Recorded data: Begin

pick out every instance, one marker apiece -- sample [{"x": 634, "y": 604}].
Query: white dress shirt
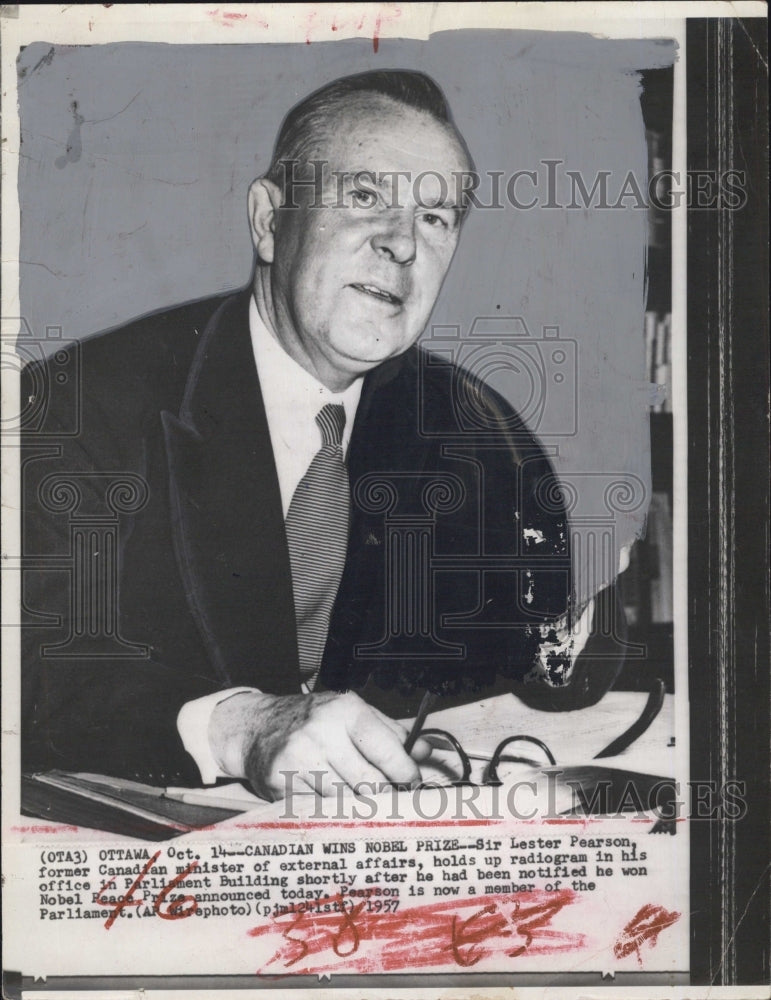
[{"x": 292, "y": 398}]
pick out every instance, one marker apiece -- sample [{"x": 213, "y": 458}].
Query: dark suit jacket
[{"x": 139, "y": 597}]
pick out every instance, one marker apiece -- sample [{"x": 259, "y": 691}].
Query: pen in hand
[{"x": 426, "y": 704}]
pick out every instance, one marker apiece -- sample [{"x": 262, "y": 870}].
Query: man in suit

Recorded data: End

Exercise aim: Nothing but the lines from the line containing "Query: white dress shirt" through the last line of the material may be output, and they must be copied exactly, without pictures.

Expected answer:
Query: white dress shirt
[{"x": 292, "y": 398}]
pick out every instance, one marker apiece -- sample [{"x": 213, "y": 458}].
Query: dark suit jacket
[{"x": 139, "y": 597}]
pick out every instance, one marker apiece -- sample [{"x": 259, "y": 691}].
Query: pen in hand
[{"x": 426, "y": 704}]
pick out every instance, one marker apiece -- sample [{"x": 262, "y": 870}].
Query: man in suit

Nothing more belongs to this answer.